*任务指令*. 将下方数据中从包含“Task: pick out every instance of the seat”的那一行（含该行）起、一直到数据末尾的这一段改写为 JSON 字符串列表，每行对应一个字符串，空行略去。

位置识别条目
● ● ● ● ● ● ●

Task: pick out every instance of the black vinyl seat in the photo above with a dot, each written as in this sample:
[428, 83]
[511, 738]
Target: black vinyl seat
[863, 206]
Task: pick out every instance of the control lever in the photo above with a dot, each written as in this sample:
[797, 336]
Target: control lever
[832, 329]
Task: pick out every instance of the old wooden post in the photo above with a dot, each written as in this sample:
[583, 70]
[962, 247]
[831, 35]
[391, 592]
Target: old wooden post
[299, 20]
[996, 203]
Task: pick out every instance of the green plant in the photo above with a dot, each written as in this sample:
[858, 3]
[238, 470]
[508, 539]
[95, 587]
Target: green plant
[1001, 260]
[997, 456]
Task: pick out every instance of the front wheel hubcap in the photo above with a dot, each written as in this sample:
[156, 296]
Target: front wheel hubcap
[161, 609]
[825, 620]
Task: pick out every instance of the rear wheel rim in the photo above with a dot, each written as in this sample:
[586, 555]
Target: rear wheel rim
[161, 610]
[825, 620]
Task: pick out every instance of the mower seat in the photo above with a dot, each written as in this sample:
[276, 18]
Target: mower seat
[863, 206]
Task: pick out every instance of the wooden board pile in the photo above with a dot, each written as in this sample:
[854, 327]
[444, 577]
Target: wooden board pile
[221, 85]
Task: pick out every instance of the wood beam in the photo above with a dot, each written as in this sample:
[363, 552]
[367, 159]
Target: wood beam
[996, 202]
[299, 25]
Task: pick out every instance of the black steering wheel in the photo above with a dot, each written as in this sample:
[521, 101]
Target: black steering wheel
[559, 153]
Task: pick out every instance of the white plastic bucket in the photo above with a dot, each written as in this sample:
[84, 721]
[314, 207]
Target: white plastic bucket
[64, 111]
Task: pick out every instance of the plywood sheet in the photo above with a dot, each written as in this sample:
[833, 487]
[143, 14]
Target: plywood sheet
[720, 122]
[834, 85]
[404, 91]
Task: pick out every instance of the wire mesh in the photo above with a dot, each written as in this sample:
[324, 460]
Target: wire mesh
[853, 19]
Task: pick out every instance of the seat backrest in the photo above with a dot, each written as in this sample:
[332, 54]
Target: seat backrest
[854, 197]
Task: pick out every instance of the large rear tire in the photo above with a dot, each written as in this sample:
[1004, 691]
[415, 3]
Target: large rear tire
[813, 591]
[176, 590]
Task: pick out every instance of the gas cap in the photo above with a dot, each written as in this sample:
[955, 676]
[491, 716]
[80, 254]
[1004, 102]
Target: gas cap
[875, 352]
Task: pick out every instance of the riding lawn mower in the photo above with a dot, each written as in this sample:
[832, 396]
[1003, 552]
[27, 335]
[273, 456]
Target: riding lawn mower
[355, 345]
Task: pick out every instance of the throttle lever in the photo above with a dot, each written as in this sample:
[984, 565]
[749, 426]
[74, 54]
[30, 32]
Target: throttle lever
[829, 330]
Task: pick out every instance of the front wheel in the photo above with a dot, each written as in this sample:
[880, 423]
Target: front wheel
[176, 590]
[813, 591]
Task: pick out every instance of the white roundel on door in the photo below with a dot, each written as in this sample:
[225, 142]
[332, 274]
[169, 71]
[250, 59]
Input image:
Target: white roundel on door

● ● ● ● ● ● ●

*书面答复*.
[
  "Task: pick out every instance of the seat backrest in the photo above with a dot, each written as in this sample:",
  "[332, 54]",
  "Target: seat backrest",
  "[854, 197]",
  "Task: pick out every instance of the large rear tire in the photo above with a dot, each written as in this sample:",
  "[1004, 691]",
  "[415, 3]",
  "Target: large rear tire",
  "[813, 591]",
  "[176, 590]",
  "Task: pick out every instance of the gas cap in the photo above with a dot, each written as in this sample:",
  "[955, 676]",
  "[491, 716]",
  "[80, 254]",
  "[1004, 102]",
  "Target: gas cap",
  "[875, 352]",
  "Task: pick out every instance of the riding lawn mower in the photo above with a dot, each written as in this sample:",
  "[832, 396]",
  "[1003, 552]",
  "[27, 335]",
  "[273, 456]",
  "Target: riding lawn mower",
  "[355, 345]",
  "Task: pick out every instance of the throttle lever in the photo above with a dot, each written as in this sample:",
  "[984, 565]",
  "[749, 426]",
  "[74, 54]",
  "[30, 32]",
  "Target: throttle lever",
  "[829, 330]",
  "Task: pick out every instance of the front wheel in the photo above with a dot, each written as in this sample:",
  "[880, 423]",
  "Target: front wheel",
  "[176, 590]",
  "[813, 591]",
  "Task: pick out every instance of the white roundel on door in the photo below with a dot, each written as in this sample:",
  "[225, 142]",
  "[332, 274]",
  "[169, 71]",
  "[250, 59]",
  "Input image:",
  "Target: white roundel on door"
]